Your objective =
The data below holds the lines to copy: everything from the line containing "green collar lapel." to the line containing "Target: green collar lapel", both ends included, set down exactly.

Material shown =
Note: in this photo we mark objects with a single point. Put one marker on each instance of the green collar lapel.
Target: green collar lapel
---
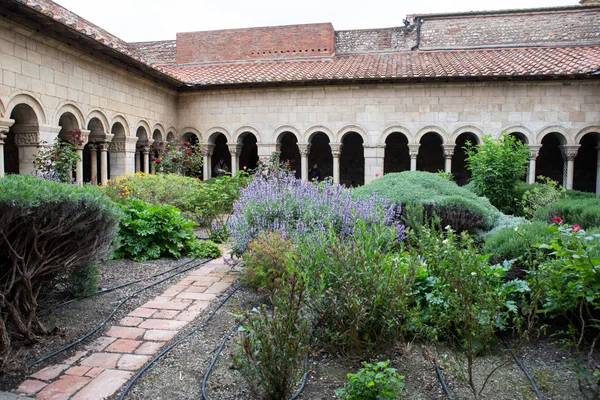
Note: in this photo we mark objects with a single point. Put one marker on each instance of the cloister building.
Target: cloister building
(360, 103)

Task output =
Note: in this photo we mark objects with a single point. Put one marker on each instance of the green collar lapel.
Target: green collar lapel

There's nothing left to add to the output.